Data records:

▶

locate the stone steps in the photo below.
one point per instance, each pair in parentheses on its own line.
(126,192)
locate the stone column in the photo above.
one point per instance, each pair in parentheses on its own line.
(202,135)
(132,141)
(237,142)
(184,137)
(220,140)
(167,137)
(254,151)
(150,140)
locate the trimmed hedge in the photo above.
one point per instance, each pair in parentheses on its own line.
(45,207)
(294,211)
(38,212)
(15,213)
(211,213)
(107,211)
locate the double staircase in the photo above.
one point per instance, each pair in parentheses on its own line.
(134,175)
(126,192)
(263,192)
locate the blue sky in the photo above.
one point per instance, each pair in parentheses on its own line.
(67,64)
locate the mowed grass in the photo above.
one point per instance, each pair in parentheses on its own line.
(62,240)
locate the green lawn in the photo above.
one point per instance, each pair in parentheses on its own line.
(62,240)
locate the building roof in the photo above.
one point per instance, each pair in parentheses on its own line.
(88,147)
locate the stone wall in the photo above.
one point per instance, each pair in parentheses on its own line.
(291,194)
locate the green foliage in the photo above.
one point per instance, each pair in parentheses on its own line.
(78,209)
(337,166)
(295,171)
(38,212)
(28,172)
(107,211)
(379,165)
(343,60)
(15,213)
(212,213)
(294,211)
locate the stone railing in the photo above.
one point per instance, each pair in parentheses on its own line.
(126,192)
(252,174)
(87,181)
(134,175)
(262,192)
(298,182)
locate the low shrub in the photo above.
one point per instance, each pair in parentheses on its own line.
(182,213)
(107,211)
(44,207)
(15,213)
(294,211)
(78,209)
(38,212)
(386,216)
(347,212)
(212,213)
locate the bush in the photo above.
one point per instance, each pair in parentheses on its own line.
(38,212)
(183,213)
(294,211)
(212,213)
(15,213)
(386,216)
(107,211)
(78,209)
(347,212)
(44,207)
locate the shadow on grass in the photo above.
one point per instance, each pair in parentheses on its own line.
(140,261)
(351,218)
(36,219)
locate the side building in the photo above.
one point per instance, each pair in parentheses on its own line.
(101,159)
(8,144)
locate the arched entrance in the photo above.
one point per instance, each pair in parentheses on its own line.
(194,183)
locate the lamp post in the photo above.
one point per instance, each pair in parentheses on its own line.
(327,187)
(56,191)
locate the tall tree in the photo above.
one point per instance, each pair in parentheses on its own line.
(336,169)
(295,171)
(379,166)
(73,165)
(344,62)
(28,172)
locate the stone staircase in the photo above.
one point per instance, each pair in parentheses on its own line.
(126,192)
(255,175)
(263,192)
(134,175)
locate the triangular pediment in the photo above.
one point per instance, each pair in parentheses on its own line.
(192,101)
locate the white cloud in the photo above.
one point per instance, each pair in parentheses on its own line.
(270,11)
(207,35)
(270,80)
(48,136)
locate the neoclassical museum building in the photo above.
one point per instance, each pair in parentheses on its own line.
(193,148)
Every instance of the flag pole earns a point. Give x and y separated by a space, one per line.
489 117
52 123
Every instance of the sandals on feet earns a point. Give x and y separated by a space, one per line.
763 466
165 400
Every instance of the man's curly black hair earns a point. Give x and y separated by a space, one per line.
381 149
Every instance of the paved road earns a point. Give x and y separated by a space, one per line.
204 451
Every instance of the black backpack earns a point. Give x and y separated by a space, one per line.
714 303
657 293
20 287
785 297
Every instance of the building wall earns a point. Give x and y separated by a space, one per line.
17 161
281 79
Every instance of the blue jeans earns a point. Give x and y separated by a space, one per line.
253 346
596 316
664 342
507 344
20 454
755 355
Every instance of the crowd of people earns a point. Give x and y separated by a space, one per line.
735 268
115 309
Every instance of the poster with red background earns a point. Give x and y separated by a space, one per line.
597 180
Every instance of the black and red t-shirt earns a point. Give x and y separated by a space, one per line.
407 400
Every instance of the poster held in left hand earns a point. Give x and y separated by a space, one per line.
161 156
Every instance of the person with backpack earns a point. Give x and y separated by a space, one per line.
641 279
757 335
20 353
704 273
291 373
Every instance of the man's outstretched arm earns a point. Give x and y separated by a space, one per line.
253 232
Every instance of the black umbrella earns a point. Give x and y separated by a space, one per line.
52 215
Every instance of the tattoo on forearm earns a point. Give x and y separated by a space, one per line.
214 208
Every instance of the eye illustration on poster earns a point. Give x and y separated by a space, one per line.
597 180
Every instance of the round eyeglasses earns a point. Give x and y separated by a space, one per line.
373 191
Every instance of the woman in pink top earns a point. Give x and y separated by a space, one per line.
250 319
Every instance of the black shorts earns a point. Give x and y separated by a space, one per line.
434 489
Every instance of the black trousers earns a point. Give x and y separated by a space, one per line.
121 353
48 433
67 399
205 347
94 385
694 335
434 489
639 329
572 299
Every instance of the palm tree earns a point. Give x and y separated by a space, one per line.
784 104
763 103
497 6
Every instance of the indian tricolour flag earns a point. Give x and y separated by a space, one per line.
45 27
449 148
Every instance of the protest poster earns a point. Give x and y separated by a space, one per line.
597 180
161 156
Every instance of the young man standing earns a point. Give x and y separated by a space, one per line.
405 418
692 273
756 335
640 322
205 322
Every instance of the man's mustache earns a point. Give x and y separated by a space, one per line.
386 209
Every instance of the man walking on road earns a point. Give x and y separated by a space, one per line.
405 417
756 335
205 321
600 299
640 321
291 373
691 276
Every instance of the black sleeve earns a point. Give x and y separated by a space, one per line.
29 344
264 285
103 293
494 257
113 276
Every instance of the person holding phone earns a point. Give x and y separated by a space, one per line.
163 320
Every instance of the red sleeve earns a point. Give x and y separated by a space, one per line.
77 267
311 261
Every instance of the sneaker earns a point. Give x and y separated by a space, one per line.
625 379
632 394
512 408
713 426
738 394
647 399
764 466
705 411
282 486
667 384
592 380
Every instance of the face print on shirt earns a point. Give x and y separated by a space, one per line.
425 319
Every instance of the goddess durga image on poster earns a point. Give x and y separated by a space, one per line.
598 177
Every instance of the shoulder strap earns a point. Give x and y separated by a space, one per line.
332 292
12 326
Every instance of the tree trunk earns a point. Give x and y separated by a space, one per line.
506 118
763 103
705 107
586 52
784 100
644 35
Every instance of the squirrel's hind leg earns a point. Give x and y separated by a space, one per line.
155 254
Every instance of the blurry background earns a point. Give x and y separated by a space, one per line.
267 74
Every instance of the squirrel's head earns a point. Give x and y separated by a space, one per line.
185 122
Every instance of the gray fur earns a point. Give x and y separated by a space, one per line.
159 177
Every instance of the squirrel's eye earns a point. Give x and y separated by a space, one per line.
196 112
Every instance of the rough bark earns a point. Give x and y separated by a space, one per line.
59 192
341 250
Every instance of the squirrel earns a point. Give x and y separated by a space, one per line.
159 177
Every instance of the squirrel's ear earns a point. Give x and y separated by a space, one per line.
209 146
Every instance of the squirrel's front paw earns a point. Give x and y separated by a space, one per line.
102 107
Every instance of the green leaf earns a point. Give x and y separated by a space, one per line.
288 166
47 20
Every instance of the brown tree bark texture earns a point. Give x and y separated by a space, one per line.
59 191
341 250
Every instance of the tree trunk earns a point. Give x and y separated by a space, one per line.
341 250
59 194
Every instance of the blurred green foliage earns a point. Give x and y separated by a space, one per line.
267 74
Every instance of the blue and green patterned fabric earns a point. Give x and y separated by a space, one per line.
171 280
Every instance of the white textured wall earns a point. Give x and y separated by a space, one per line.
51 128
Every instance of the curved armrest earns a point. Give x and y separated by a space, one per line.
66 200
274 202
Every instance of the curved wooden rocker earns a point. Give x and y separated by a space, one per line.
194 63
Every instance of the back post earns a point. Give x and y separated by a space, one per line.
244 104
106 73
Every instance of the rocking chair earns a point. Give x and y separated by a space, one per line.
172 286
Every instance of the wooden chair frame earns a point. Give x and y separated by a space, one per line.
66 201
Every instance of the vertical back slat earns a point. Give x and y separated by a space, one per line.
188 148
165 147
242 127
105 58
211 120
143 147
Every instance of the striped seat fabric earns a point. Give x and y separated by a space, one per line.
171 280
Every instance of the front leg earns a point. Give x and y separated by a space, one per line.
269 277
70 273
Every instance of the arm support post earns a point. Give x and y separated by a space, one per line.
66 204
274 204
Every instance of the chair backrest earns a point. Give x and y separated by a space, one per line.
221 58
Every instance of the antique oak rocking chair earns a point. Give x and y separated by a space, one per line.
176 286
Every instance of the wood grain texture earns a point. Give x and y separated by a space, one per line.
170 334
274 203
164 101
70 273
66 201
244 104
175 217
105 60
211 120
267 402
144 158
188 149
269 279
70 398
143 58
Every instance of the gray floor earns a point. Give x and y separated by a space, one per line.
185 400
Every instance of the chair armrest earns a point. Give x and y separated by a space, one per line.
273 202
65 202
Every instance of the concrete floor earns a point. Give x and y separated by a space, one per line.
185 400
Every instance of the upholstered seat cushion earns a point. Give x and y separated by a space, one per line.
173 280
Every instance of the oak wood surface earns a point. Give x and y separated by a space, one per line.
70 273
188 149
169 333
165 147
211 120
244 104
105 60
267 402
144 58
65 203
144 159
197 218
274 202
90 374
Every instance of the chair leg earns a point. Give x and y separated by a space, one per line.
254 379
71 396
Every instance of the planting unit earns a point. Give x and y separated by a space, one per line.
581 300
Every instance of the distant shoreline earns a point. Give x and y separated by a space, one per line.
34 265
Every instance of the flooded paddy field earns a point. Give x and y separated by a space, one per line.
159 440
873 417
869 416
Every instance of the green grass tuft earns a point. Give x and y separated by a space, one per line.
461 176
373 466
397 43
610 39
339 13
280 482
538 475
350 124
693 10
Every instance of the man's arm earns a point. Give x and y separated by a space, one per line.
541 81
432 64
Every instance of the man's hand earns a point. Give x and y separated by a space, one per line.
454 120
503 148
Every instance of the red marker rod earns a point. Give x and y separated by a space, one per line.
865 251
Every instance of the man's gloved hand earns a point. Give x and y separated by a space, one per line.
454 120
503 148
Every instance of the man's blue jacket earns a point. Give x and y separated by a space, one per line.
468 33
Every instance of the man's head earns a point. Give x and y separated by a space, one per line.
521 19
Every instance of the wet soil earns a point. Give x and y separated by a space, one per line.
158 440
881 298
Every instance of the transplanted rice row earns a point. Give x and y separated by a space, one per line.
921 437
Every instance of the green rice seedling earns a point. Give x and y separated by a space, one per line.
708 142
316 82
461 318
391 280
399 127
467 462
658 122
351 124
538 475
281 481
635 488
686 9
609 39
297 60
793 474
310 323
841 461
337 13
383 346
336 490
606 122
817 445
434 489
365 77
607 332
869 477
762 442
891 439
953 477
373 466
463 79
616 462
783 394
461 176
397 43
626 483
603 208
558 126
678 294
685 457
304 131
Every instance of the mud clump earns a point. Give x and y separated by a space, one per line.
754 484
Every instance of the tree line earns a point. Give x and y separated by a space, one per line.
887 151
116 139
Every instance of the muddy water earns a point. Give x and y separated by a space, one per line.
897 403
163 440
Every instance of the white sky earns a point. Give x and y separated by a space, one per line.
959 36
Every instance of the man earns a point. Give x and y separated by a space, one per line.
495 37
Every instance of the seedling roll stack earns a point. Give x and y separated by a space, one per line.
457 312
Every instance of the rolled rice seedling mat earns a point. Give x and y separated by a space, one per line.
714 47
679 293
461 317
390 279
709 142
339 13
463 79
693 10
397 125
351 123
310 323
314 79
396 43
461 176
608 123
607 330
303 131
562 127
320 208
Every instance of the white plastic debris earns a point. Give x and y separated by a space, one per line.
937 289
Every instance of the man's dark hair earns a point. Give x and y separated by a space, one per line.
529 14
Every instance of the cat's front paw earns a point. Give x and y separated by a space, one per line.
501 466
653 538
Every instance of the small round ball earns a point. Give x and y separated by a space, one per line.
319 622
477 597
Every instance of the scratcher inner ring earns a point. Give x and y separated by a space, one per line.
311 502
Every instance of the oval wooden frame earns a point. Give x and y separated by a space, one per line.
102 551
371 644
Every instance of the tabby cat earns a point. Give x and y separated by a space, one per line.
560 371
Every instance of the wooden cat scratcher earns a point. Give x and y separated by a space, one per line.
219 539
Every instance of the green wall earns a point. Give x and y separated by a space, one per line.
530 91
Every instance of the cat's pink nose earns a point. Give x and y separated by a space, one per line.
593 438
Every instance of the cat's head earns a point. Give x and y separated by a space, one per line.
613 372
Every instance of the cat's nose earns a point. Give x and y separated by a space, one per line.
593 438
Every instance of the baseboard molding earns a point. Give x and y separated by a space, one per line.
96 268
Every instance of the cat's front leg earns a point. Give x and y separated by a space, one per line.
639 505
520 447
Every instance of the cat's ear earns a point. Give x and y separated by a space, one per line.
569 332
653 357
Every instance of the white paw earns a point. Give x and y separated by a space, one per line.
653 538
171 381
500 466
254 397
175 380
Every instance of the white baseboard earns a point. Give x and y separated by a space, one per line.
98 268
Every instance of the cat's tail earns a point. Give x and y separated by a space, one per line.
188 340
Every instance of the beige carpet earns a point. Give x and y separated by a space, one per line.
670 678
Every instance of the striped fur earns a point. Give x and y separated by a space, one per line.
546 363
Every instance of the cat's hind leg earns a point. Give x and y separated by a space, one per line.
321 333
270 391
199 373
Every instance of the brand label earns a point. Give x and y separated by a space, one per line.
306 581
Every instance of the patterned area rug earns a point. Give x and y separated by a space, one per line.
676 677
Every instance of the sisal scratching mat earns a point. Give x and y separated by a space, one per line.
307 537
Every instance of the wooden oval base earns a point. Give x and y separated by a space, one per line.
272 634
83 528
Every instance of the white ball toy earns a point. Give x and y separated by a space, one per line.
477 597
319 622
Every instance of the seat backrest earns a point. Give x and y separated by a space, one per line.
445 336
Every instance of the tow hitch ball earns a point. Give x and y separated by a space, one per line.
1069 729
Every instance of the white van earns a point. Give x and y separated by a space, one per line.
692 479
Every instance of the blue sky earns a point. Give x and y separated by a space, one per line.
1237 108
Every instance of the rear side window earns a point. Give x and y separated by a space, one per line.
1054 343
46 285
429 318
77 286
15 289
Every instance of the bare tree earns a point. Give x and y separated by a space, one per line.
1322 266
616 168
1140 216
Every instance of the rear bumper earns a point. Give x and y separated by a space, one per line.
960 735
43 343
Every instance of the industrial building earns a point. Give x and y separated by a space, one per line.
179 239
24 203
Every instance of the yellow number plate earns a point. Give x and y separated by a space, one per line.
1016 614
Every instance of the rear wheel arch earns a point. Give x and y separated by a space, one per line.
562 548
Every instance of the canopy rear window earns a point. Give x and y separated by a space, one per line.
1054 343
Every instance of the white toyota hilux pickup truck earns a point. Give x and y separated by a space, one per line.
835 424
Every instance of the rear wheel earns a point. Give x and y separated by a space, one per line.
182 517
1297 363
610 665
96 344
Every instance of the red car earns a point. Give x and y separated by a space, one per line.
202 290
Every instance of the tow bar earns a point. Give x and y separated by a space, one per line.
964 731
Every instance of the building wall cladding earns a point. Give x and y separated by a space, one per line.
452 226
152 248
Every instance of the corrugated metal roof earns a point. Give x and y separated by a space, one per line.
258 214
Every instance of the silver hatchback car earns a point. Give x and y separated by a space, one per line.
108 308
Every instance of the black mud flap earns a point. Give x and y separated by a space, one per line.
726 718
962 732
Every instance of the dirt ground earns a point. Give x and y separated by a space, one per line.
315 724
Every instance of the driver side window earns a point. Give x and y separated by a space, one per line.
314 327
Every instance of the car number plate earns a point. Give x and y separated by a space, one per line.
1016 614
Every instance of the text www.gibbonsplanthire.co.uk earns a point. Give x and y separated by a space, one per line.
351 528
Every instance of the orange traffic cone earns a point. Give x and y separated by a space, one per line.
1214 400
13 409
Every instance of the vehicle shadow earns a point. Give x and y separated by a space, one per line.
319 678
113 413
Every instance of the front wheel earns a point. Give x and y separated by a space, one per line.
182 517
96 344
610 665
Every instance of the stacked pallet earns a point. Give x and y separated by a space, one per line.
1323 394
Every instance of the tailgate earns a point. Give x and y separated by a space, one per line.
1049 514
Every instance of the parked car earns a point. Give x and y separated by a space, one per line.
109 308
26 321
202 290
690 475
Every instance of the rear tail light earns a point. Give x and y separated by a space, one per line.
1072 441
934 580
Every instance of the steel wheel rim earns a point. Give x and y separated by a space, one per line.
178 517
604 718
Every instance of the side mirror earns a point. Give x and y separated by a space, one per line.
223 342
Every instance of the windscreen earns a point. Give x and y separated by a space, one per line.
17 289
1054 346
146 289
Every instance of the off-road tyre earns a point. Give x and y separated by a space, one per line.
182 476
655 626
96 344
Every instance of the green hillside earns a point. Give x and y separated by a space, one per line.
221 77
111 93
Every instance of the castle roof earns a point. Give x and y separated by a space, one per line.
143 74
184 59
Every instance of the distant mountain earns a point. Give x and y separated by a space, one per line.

◀

• ACTION ITEM: Lines after the one containing "locate the blue sky in the photo above." are left out; every line from the start of the entries through that line is restated word for word.

• COMPLETED EXERCISE:
locate the stone steps in the photo below.
one point per instance, each pair in parentheses on its own line.
(126,192)
locate the stone column in the photo above.
one point per instance, each pair in parentheses on its own line.
(202,135)
(132,141)
(237,142)
(184,137)
(220,140)
(167,137)
(254,151)
(150,140)
locate the trimmed hedge in the photo above.
one point per instance, each pair in parentheses on its own line.
(45,207)
(294,211)
(38,212)
(15,213)
(211,213)
(107,211)
locate the double staircase in the photo above.
one point per instance, each pair in parentheses on its own line.
(134,175)
(126,192)
(263,192)
locate the blue sky in the photo above.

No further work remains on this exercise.